◆ **SELECTION**:
The Guanxi approach to networking in music
Your network is not your net worth, your Guanxi is.
If you are not a subscriber of The Fanbase Builder, join 1.000+ artists, creators, and music industry executives who receive it for free.
Let’s dive into today’s topic:
The Guanxi approach to networking in music
Moving from transactional exchanges to mutual obligation in the music scene.
Why it matters
The music business is built on relationships. “Your network is your net worth”, as business people often say. However, the networking advice given to artists is usually poor.
In standard Western business, networking is often treated as a transactional, high-volume game. We treat humans like data points in a CRM. Think of a salesperson at a trade fair, handing out business cards after a 30-second elevator pitch, scanning the room for a better conversation while you are still talking.
In a creative industry driven by emotion and trust, this transactional approach fails.
Networking in music looks different. It’s more like spending two hours talking to a junior lighting engineer about your favourite holiday destinations, without ever asking for anything. Ten months later, that lighting engineer might mention your name to a talent agent they happen to chat with because they like your vibe.
Building relationships in music is not about desperately hunting opportunities, but more like confidently farming relationships through mutual exchange.
This dynamic reminds me of the Chinese concept of Guanxi (关系). It is a classic social mechanism, but it is probably the most effective approach for modern artists seeking to build a sustainable career.
How it works
Guanxi is deeply embedded in Chinese society. It is impossible to truly understand Chinese business, social life, or even day-to-day interactions without a grasp of it.
Broadly, it refers to a network of social relationships and connections that facilitate business. Unlike Western networking, which often ends when the deal is signed, Guanxi is built on mutual obligation, trust, and the exchange of favours over a lifetime.
For much of China’s modern history, formal legal systems were weak. To achieve goals such as securing a job or enrolling children in good schools, people relied on their personal networks. Guanxi became the most dependable way to navigate bureaucracy.
While I do not claim to understand every cultural nuance of Guanxi, the underlying principles offer a powerful antidote to a cold email in music. Here are five elements of Guanxi to apply to your career:
Renqing (人情): This is the “emotional currency” of Guanxi. It refers to the exchange of favours, but with a twist: doing a favour creates an unspoken obligation for the other person to return it later. This is not cynical transactionalism. It’s viewed as the proper way to nurture a human bond.
Mianzi (面子): Often translated as “face,” this is about social standing and reputation. In a public-facing industry like music, Mianzi is everything. To build Guanxi, you must be an expert at giving others face (publicly validating them) and never making them lose face (embarrassing them or wasting their time).
Xinren (信任): This implies a deep trust in capability. If you recommend a producer to a label A&R, you are staking your Guanxi on that producer’s ability to deliver. If they fail, your connection with the A&R weakens.

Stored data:
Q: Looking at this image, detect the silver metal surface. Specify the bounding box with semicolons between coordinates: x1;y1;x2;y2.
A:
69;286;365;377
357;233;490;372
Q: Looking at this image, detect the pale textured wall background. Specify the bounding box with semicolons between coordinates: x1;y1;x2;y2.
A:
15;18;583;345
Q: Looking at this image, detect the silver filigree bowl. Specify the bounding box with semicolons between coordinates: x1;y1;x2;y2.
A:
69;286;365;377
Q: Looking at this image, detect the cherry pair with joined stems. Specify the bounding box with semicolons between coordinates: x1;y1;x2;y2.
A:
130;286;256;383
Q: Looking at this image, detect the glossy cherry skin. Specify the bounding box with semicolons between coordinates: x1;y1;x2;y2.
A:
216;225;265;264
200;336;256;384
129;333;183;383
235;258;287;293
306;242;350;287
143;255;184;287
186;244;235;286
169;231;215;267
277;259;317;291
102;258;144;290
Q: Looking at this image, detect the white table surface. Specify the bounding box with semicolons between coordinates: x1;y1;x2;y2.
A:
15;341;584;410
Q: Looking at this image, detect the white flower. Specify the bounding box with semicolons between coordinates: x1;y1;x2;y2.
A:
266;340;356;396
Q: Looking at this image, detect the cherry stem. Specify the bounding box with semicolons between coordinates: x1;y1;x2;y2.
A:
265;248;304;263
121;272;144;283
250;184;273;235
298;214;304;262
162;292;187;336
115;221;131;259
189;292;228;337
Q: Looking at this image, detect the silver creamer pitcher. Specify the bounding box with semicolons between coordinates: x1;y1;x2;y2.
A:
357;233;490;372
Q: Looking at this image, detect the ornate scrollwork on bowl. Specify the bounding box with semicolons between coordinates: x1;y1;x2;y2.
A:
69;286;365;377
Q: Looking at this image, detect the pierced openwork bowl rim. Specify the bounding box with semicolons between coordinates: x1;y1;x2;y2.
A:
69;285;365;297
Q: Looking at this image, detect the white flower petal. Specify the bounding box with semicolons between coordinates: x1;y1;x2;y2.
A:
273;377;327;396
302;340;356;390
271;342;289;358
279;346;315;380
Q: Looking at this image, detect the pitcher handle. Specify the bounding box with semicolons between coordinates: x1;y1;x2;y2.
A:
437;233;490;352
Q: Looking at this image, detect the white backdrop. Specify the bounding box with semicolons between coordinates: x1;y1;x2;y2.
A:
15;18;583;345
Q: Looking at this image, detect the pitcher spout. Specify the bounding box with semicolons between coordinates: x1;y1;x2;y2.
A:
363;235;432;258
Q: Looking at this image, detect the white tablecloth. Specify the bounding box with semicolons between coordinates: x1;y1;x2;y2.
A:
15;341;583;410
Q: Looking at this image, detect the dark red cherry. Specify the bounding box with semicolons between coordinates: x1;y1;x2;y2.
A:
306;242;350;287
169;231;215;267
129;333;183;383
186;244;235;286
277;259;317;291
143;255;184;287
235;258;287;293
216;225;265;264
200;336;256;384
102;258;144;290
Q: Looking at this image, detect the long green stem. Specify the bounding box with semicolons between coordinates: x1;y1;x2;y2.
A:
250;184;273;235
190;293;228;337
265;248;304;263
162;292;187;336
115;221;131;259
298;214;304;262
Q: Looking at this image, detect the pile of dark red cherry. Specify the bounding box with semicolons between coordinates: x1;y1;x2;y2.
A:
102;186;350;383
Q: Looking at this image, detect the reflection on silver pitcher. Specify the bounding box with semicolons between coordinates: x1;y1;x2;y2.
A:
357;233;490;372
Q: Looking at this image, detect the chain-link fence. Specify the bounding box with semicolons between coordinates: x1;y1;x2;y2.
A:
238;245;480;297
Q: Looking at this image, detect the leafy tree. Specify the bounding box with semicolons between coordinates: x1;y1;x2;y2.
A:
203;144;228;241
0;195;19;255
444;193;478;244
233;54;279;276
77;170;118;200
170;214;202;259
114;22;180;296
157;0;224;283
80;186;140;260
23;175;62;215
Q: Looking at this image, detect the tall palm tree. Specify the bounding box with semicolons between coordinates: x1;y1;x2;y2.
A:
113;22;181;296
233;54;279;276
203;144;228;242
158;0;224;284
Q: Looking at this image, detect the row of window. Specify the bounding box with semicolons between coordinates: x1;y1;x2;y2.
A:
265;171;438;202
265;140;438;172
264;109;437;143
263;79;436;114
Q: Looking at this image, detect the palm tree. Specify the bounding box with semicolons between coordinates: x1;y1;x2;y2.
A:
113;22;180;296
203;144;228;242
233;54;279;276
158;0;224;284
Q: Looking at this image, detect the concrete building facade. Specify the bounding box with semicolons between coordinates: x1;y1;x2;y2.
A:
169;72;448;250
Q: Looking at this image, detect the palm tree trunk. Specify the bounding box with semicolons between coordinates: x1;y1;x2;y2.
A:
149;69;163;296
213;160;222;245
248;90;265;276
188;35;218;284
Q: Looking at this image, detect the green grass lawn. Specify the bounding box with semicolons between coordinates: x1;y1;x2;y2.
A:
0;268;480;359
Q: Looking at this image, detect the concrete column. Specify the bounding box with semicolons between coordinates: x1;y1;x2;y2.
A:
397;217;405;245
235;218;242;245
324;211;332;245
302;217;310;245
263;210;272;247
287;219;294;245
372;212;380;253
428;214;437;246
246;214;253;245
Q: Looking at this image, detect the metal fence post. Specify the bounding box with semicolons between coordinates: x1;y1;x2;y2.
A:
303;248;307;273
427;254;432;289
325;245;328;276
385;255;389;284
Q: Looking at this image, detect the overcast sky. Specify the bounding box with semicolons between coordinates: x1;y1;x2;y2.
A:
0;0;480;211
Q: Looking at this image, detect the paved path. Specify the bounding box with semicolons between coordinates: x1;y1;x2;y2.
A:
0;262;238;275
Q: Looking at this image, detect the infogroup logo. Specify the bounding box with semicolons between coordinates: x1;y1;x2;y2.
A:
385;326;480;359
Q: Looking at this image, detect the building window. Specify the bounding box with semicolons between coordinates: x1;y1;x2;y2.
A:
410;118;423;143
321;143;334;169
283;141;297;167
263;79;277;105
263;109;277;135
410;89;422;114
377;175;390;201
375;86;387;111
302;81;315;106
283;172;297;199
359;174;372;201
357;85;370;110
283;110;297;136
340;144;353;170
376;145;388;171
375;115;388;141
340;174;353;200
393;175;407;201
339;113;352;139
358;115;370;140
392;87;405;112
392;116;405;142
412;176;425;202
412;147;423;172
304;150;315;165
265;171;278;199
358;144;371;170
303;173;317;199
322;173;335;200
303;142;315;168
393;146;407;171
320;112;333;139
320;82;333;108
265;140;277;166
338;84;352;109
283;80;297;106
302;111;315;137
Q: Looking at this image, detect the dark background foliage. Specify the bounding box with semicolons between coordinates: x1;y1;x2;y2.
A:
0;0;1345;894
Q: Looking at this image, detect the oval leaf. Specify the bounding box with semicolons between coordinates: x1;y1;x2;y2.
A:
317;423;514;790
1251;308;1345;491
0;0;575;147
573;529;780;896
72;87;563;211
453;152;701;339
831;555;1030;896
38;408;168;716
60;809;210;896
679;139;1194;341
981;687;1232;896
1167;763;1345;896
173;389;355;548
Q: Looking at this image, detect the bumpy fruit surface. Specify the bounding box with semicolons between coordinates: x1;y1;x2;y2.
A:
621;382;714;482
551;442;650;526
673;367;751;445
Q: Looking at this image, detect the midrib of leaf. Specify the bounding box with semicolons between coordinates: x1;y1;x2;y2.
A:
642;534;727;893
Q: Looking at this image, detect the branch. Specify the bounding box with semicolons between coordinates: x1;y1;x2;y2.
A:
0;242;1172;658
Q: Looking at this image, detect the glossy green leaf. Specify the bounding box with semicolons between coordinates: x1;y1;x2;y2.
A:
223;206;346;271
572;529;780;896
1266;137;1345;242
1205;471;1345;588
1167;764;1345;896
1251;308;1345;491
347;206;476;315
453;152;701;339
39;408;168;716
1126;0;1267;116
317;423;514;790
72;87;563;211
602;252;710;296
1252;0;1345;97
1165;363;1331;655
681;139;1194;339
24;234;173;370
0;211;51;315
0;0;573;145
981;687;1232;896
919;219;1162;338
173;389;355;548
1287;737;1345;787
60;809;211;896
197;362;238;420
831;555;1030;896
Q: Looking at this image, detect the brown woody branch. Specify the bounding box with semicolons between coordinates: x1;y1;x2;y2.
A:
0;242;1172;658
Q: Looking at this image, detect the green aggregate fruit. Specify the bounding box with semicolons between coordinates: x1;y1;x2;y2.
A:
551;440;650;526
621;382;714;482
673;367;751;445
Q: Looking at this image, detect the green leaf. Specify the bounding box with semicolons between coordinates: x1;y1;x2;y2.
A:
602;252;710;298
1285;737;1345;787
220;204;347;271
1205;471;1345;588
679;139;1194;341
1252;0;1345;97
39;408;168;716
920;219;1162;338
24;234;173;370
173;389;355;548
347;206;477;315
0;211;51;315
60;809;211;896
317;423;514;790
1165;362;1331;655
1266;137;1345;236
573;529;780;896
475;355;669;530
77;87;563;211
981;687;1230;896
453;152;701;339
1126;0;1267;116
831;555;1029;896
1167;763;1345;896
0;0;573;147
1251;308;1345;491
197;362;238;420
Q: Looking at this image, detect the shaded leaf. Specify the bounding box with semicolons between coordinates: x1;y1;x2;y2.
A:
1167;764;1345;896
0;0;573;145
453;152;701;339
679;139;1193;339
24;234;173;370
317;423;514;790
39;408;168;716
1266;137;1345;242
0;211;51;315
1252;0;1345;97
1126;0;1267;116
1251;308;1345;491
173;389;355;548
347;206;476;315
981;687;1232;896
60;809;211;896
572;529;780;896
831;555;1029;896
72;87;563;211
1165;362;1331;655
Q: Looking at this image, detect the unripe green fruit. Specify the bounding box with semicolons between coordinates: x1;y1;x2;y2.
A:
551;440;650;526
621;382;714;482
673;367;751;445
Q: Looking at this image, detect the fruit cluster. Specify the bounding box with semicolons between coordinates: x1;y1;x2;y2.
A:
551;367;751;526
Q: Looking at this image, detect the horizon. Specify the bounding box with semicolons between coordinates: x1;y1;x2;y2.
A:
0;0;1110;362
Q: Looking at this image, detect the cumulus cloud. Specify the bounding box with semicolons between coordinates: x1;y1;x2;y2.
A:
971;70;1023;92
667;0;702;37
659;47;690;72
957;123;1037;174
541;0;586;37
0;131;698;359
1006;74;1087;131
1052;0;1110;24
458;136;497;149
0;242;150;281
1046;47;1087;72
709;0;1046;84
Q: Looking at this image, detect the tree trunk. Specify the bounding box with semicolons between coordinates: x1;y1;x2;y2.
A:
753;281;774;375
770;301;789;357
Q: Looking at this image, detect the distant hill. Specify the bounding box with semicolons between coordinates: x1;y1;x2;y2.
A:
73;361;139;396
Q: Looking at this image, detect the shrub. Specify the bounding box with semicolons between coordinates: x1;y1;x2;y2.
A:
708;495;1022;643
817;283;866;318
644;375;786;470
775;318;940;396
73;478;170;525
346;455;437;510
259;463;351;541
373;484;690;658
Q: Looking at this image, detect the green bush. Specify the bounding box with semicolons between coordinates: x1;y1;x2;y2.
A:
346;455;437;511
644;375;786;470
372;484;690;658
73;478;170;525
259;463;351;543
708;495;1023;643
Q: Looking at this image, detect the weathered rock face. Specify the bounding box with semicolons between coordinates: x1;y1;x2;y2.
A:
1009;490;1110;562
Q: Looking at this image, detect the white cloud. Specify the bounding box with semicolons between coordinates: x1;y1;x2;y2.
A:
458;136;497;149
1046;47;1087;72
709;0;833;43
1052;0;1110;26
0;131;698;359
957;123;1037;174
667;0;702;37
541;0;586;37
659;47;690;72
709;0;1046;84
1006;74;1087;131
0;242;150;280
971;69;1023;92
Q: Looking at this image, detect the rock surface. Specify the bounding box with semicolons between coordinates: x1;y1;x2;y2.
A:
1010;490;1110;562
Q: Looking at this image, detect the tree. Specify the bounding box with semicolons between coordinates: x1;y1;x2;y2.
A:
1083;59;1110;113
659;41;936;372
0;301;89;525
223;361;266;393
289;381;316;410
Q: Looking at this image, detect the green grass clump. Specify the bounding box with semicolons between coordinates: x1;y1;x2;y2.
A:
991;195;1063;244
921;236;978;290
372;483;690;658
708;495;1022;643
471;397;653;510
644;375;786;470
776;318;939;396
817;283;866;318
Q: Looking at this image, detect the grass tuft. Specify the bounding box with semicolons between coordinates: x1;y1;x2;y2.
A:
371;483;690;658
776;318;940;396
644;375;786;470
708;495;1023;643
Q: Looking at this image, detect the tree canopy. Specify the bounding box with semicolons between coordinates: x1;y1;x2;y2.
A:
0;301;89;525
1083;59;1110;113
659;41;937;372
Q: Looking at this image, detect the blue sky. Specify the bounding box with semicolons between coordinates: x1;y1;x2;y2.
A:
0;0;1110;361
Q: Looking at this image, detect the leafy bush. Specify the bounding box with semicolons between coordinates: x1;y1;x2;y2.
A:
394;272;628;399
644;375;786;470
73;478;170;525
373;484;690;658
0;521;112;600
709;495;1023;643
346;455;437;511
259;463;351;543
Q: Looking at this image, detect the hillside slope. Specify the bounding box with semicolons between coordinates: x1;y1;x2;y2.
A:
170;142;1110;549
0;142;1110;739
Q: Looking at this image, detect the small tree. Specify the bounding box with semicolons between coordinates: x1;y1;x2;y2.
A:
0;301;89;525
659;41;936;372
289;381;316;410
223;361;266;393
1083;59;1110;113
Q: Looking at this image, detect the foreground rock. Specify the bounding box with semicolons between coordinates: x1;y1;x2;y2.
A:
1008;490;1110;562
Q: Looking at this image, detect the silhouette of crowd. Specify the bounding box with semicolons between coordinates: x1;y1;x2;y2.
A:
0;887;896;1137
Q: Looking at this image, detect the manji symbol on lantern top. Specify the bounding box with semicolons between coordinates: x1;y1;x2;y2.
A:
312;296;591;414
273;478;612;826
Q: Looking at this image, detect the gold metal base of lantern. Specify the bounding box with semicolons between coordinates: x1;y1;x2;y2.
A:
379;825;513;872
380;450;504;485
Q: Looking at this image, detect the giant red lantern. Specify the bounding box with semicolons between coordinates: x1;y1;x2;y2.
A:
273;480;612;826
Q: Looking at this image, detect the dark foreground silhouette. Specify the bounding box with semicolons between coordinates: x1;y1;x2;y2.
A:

◆ **GIVEN PROBLEM**: Carry on the article about the Guanxi approach to networking in music, starting right after its last sentence.

◆ **RESPONSE BELOW**:
Ganqing (感情): This is the emotional or personal element. Western business often tries to strip away emotion to be professional. Guanxi acknowledges that business is personal. It is built over long dinners, shared struggles, and late nights.
Zijiren (自己人): This translates to an insider or “one of us.” This is the goal of every scene. Once you are considered Zijiren, the gatekeepers stop guarding the gate and start holding it open for you.
Unknowingly, the best music networks already operate on the basis of Guanxi. We cannot simply hack our way into the industry because music careers are built on a delicate web of mutual obligation.
Yes, but..
Guanxi is slow. It requires patience. The debt of a favour might not be repaid for five years. But while a standard network can disappear when your hype fades, Guanxi lasts a lifetime.
Take action now
This is what artists can do right now to build relationships in music using concepts of Guanxi:
Stop pitching, start hanging out. If you are trying to enter a scene, your presence is your pitch. Attend events without a demo link in your pocket.
Don’t ask. For your first three interactions with a new contact, do not ask for anything. Offer help, offer a listening ear, or offer company.
Nurture warm intros. Stop emailing A&Rs directly. Find the person who knows the person.
Bank your favours. Do favours that don’t scale. If a promoter is in a bind and needs a last-minute opening act, do it. If another act needs content help, hold the camera.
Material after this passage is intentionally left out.